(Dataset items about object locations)

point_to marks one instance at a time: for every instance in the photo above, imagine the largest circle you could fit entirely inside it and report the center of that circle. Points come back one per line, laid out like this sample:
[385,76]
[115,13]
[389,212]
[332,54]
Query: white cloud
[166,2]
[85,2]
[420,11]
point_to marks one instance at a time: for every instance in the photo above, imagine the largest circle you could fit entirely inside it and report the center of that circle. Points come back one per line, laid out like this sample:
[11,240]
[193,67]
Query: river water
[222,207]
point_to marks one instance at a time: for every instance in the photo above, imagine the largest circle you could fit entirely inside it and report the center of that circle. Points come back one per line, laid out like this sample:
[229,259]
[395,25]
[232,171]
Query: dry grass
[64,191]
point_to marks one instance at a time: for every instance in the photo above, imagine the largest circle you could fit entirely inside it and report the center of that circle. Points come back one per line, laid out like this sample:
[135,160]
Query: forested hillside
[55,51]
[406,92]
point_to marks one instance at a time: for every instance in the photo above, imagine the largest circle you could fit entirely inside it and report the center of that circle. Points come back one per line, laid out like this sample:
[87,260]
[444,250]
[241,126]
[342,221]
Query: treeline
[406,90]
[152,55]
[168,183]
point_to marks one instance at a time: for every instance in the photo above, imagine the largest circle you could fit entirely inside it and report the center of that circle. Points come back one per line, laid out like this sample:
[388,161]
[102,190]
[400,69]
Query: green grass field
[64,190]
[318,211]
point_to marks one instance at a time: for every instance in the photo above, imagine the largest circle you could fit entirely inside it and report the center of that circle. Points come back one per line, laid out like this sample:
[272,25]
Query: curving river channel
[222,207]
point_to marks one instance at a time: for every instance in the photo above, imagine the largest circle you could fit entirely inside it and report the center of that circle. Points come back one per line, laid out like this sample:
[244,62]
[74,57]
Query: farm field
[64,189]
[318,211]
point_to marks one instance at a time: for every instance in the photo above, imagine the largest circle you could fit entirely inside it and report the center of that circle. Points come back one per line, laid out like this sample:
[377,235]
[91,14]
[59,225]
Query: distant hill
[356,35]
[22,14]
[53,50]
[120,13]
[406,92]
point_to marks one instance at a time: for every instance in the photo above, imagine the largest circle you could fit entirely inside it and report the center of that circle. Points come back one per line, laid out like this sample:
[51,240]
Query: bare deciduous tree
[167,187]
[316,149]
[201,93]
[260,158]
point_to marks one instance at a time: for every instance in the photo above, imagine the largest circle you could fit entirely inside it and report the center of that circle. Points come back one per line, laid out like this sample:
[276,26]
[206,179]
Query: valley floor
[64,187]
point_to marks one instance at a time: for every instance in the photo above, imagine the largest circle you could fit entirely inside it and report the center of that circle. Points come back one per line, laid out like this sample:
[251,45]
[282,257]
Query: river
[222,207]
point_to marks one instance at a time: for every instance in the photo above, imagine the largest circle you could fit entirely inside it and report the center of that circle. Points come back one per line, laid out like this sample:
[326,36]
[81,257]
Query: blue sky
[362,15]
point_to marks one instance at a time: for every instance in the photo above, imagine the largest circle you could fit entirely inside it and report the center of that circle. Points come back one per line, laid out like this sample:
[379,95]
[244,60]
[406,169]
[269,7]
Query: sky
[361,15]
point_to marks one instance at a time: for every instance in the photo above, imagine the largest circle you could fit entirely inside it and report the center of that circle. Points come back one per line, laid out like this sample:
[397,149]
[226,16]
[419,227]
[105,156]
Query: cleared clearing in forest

## [WHAT YOU WILL DO]
How many lines in the items above contain the string "field"? Case counts, and the reply is the number alone.

## [EXERCISE OUTPUT]
2